▶ CHALLENGE
Find each line of the material below that contains the word "black" and copy those lines out.

-- Start of DATA FOR THIS TASK --

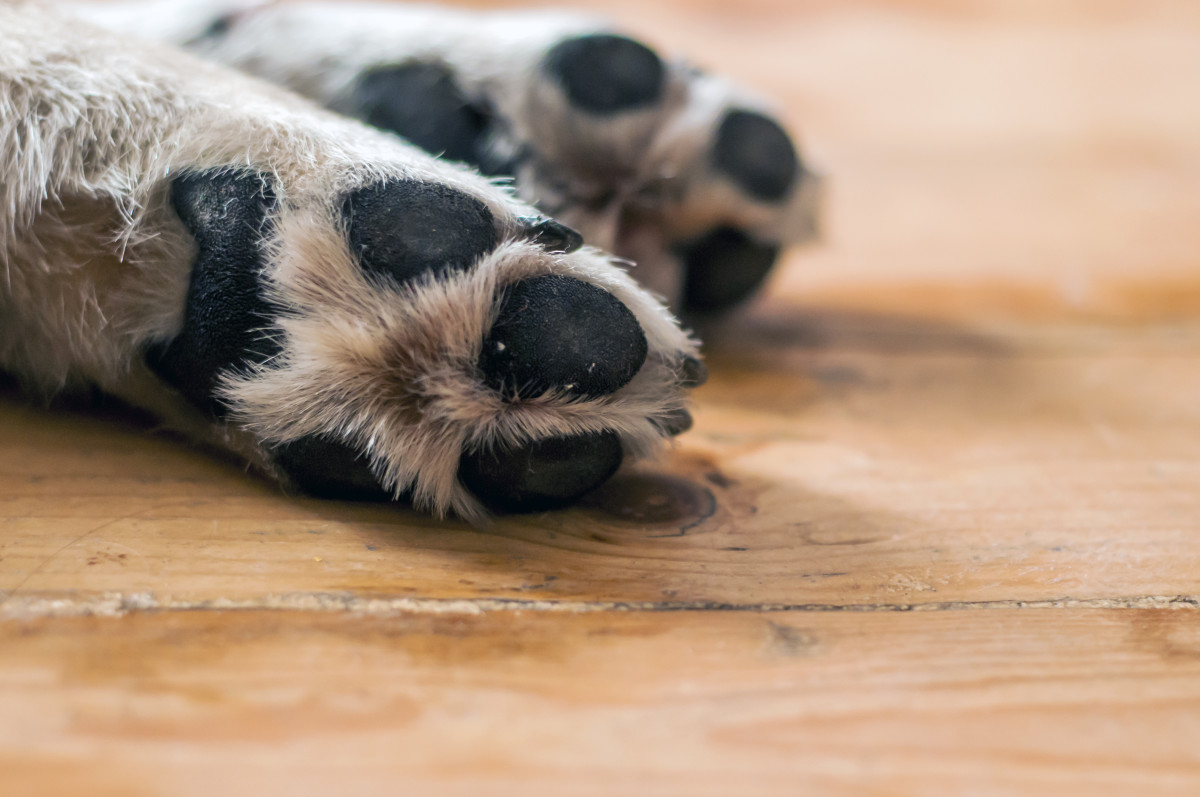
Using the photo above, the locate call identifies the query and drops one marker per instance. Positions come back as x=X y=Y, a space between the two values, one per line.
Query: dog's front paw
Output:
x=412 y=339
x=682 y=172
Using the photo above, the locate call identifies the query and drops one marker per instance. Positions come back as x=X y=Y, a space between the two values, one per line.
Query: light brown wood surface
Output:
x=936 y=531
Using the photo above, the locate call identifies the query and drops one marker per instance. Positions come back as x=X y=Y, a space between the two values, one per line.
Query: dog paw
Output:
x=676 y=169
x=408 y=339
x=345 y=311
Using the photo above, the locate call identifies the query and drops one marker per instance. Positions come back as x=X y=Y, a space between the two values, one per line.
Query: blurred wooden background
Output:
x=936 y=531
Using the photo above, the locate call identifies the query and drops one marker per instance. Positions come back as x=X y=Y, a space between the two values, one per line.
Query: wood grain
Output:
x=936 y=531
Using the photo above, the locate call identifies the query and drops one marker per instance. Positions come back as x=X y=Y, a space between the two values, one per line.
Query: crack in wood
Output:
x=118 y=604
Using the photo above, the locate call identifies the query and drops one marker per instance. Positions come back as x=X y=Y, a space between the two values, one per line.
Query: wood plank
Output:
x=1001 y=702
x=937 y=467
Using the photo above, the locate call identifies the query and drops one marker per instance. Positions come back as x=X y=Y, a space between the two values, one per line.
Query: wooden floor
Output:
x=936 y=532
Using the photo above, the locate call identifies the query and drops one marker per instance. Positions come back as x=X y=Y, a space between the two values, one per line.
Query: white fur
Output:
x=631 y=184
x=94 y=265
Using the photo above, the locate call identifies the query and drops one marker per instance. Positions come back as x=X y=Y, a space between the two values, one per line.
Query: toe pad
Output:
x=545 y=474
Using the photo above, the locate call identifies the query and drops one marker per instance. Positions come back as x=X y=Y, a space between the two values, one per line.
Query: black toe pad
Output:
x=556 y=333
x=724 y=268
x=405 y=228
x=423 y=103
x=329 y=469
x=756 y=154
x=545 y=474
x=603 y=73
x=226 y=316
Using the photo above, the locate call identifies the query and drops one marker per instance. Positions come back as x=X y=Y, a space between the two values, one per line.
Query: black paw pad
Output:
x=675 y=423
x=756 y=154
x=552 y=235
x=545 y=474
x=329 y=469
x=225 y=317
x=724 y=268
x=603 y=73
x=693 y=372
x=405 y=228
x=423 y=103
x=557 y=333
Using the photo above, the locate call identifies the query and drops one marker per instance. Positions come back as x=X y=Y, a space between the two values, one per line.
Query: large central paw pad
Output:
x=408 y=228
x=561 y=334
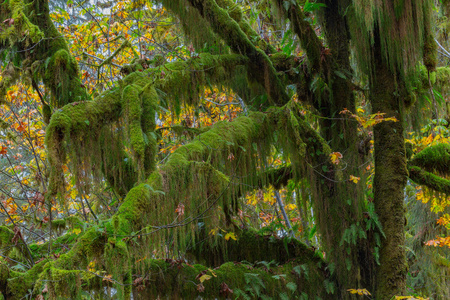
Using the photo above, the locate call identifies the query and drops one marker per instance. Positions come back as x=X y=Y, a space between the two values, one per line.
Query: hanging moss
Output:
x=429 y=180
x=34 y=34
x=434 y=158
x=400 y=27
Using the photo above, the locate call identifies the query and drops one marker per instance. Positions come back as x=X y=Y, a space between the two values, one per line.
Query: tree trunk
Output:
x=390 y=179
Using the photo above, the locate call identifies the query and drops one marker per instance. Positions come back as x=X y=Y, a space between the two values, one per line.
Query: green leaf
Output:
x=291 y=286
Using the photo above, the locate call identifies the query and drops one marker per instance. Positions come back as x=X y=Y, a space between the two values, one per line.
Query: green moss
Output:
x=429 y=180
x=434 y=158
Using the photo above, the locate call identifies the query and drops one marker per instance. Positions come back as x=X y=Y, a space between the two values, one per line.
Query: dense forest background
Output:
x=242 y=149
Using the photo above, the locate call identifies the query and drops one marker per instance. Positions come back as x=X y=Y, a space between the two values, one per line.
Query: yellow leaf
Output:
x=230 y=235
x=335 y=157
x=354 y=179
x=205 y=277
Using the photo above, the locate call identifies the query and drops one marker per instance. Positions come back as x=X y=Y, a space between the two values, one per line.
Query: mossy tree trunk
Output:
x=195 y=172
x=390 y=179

-- End of DATA FOR THIS TASK --

▶ TASK ANSWER
Query: black toe pad
Query: black paw pad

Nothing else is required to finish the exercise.